→ Short task:
Copy every one of the records below, reproducing each line without any change.
───── Dataset content
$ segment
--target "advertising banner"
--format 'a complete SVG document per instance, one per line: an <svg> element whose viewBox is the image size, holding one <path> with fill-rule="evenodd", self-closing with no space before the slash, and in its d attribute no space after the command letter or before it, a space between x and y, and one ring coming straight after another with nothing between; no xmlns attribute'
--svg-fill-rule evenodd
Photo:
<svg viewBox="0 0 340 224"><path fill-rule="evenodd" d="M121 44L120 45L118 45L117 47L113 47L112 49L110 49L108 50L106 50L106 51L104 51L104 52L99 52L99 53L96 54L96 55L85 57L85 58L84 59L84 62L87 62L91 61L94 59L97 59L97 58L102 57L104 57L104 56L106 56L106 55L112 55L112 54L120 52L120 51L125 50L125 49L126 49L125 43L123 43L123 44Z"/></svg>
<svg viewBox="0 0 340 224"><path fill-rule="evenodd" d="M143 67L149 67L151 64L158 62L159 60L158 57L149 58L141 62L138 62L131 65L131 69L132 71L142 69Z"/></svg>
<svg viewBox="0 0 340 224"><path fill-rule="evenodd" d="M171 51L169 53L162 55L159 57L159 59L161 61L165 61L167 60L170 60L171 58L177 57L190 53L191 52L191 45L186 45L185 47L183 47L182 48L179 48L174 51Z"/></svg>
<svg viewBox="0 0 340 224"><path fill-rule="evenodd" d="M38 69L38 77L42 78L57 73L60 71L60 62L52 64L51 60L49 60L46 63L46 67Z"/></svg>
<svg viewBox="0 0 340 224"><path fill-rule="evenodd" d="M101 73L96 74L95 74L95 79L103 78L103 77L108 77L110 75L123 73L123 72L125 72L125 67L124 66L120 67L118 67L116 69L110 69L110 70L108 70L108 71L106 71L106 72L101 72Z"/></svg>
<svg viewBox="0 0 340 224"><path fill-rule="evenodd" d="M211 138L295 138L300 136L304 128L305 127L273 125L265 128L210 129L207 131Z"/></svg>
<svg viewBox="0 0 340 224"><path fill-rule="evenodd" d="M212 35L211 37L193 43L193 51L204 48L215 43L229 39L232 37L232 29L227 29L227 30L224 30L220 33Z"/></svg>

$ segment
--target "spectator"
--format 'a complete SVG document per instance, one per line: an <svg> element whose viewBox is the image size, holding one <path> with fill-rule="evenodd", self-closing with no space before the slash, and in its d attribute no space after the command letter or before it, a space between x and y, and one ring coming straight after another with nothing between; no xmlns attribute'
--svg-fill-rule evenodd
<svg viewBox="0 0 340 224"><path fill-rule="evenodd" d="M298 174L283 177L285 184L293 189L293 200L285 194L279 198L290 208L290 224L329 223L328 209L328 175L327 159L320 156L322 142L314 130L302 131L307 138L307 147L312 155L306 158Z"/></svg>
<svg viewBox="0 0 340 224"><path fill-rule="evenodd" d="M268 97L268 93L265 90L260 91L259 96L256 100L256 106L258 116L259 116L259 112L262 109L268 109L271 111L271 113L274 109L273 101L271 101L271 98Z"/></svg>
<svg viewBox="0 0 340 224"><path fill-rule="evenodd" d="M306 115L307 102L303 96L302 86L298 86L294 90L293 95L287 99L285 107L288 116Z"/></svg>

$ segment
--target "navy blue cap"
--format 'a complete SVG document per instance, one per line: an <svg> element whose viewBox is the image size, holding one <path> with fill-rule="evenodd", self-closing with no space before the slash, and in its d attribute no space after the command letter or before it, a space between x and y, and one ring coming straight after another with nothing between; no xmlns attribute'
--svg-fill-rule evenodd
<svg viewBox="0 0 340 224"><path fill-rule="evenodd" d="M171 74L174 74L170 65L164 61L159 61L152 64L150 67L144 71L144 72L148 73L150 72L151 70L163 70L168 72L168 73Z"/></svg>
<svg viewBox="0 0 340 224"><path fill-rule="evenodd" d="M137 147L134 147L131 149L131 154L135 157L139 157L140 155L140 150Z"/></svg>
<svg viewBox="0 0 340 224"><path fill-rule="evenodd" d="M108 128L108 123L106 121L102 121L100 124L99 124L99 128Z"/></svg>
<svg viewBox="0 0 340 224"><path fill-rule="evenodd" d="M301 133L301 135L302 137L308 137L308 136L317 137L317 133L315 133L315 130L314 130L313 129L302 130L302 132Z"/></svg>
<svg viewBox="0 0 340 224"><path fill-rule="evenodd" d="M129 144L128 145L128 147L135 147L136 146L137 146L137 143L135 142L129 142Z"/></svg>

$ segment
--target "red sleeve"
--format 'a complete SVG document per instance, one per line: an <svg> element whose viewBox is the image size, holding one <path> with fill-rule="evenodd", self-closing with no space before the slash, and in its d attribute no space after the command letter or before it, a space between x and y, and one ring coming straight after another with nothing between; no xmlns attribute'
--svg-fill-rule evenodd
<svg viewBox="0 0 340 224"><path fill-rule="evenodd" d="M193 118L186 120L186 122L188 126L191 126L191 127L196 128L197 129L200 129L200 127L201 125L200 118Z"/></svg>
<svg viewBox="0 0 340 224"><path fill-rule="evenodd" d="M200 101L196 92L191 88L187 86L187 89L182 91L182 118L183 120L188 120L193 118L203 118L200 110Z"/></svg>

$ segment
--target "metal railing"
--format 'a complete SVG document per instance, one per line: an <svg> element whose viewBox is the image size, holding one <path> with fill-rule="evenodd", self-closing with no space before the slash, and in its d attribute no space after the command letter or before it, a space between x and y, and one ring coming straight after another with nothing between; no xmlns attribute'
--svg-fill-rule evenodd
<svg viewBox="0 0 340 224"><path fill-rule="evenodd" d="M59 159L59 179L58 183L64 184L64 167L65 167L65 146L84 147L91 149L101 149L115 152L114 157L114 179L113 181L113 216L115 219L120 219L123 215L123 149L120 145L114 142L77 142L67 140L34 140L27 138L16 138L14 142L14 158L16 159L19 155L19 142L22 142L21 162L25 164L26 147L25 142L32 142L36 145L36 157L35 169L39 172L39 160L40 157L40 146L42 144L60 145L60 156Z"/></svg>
──────────
→ Result of this exercise:
$ segment
--target "advertising banner"
--format 'a complete SVG document per instance, one per line: an <svg> element whose viewBox is the image size, holding one <path> with fill-rule="evenodd", self-closing with no space before the slash, and in its d attribute no space after the command letter or before it, a space between x and y, and one ring coming straight after another with nothing between; no xmlns attribute'
--svg-fill-rule evenodd
Photo:
<svg viewBox="0 0 340 224"><path fill-rule="evenodd" d="M121 44L120 45L118 45L117 47L113 47L112 49L110 49L108 50L106 50L106 51L104 51L104 52L99 52L99 53L96 54L96 55L85 57L85 58L84 59L84 62L87 62L91 61L94 59L97 59L97 58L102 57L104 57L104 56L106 56L106 55L112 55L112 54L120 52L120 51L125 50L125 49L126 49L125 43L123 43L123 44Z"/></svg>
<svg viewBox="0 0 340 224"><path fill-rule="evenodd" d="M143 67L149 67L151 64L158 62L159 60L158 57L149 58L141 62L138 62L131 65L131 69L132 71L142 69Z"/></svg>
<svg viewBox="0 0 340 224"><path fill-rule="evenodd" d="M171 51L169 53L162 55L159 57L159 59L161 61L165 61L167 60L170 60L171 58L177 57L190 53L191 52L191 45L186 45L185 47L183 47L182 48L179 48L174 51Z"/></svg>
<svg viewBox="0 0 340 224"><path fill-rule="evenodd" d="M38 69L38 77L42 78L57 73L60 71L60 62L52 64L51 60L49 60L46 63L46 67Z"/></svg>
<svg viewBox="0 0 340 224"><path fill-rule="evenodd" d="M101 73L96 74L95 74L95 79L103 78L103 77L108 77L110 75L123 73L123 72L125 72L125 67L124 66L120 67L118 67L116 69L110 69L110 70L108 70L108 71L106 71L106 72L101 72Z"/></svg>
<svg viewBox="0 0 340 224"><path fill-rule="evenodd" d="M211 138L295 138L300 136L304 128L305 127L273 125L265 128L210 129L207 131Z"/></svg>
<svg viewBox="0 0 340 224"><path fill-rule="evenodd" d="M212 35L211 37L193 43L193 51L204 48L215 43L229 39L232 37L232 29L227 29L227 30L224 30L220 33Z"/></svg>

$ segment
--target "spectator"
--format 'a complete SVG document per instance, one per line: an <svg> element whose viewBox is the image size, holding one <path> with fill-rule="evenodd", self-closing with no space before the slash, and in its d attribute no space after the command letter or before it, a space between x and y, and one ring coming straight after another with nothing between; no xmlns attribute'
--svg-fill-rule evenodd
<svg viewBox="0 0 340 224"><path fill-rule="evenodd" d="M298 174L283 177L285 184L293 189L293 200L285 194L279 198L290 208L290 224L329 223L328 209L328 175L327 159L320 156L322 142L314 130L302 131L307 138L307 147L312 155L306 158Z"/></svg>
<svg viewBox="0 0 340 224"><path fill-rule="evenodd" d="M268 97L268 93L265 90L260 91L259 96L256 100L256 106L258 116L259 116L259 112L262 109L268 109L271 111L271 113L274 109L273 101L271 101L271 98Z"/></svg>
<svg viewBox="0 0 340 224"><path fill-rule="evenodd" d="M306 115L307 102L303 96L302 86L298 86L294 90L293 95L287 99L285 107L288 116Z"/></svg>

$ segment
--target "navy blue cap"
--format 'a complete SVG document per instance, one per line: an <svg> element whose viewBox is the image size, holding one <path> with fill-rule="evenodd", self-closing with no space before the slash, and in its d attribute no space after the command letter or before it, a space between x and y, and one ring coming straight after another with nothing between; no xmlns attribute'
--svg-fill-rule evenodd
<svg viewBox="0 0 340 224"><path fill-rule="evenodd" d="M171 74L174 74L170 65L164 61L159 61L152 64L150 67L144 71L144 72L148 73L150 72L151 70L163 70L168 72L168 73Z"/></svg>
<svg viewBox="0 0 340 224"><path fill-rule="evenodd" d="M137 147L134 147L131 149L131 154L135 157L139 157L140 155L140 150Z"/></svg>
<svg viewBox="0 0 340 224"><path fill-rule="evenodd" d="M108 128L108 123L106 121L102 121L100 124L99 124L99 128Z"/></svg>
<svg viewBox="0 0 340 224"><path fill-rule="evenodd" d="M301 133L301 135L302 137L308 137L308 136L317 137L317 133L315 133L315 130L314 130L313 129L302 130L302 132Z"/></svg>
<svg viewBox="0 0 340 224"><path fill-rule="evenodd" d="M129 144L128 145L128 147L135 147L136 146L137 146L137 143L135 142L129 142Z"/></svg>

$ segment
--target "red sleeve"
--format 'a complete SVG document per instance, one per line: an <svg> element whose viewBox is the image size, holding one <path> with fill-rule="evenodd", self-closing with no space before the slash, and in its d attribute no space after the command letter or before it, a space between x and y, and one ring coming straight after another with nothing between; no xmlns attribute'
--svg-fill-rule evenodd
<svg viewBox="0 0 340 224"><path fill-rule="evenodd" d="M193 118L186 120L186 122L188 126L191 126L191 127L196 128L197 129L200 129L200 127L201 125L200 118Z"/></svg>
<svg viewBox="0 0 340 224"><path fill-rule="evenodd" d="M200 101L196 92L191 88L187 86L187 89L182 91L182 118L183 120L188 120L193 118L203 118L200 110Z"/></svg>

$ segment
--target "metal railing"
--format 'a complete SVG document per instance, one per line: an <svg> element whose viewBox is the image size, holding one <path> with fill-rule="evenodd", self-closing with no space before the slash, and in its d attribute no space after the command letter or before it, a space between x and y, and one ring coming straight after another with nothing between; no xmlns attribute'
--svg-fill-rule evenodd
<svg viewBox="0 0 340 224"><path fill-rule="evenodd" d="M59 159L59 179L58 183L64 184L64 167L65 167L65 146L84 147L91 149L101 149L115 152L114 157L114 179L113 181L113 216L115 219L120 219L123 215L123 149L120 145L114 142L77 142L67 140L34 140L27 138L16 138L14 142L14 158L16 159L19 155L19 142L22 142L21 162L25 164L26 147L25 142L32 142L36 145L36 157L35 169L39 172L39 160L40 157L40 146L42 144L60 145L60 156Z"/></svg>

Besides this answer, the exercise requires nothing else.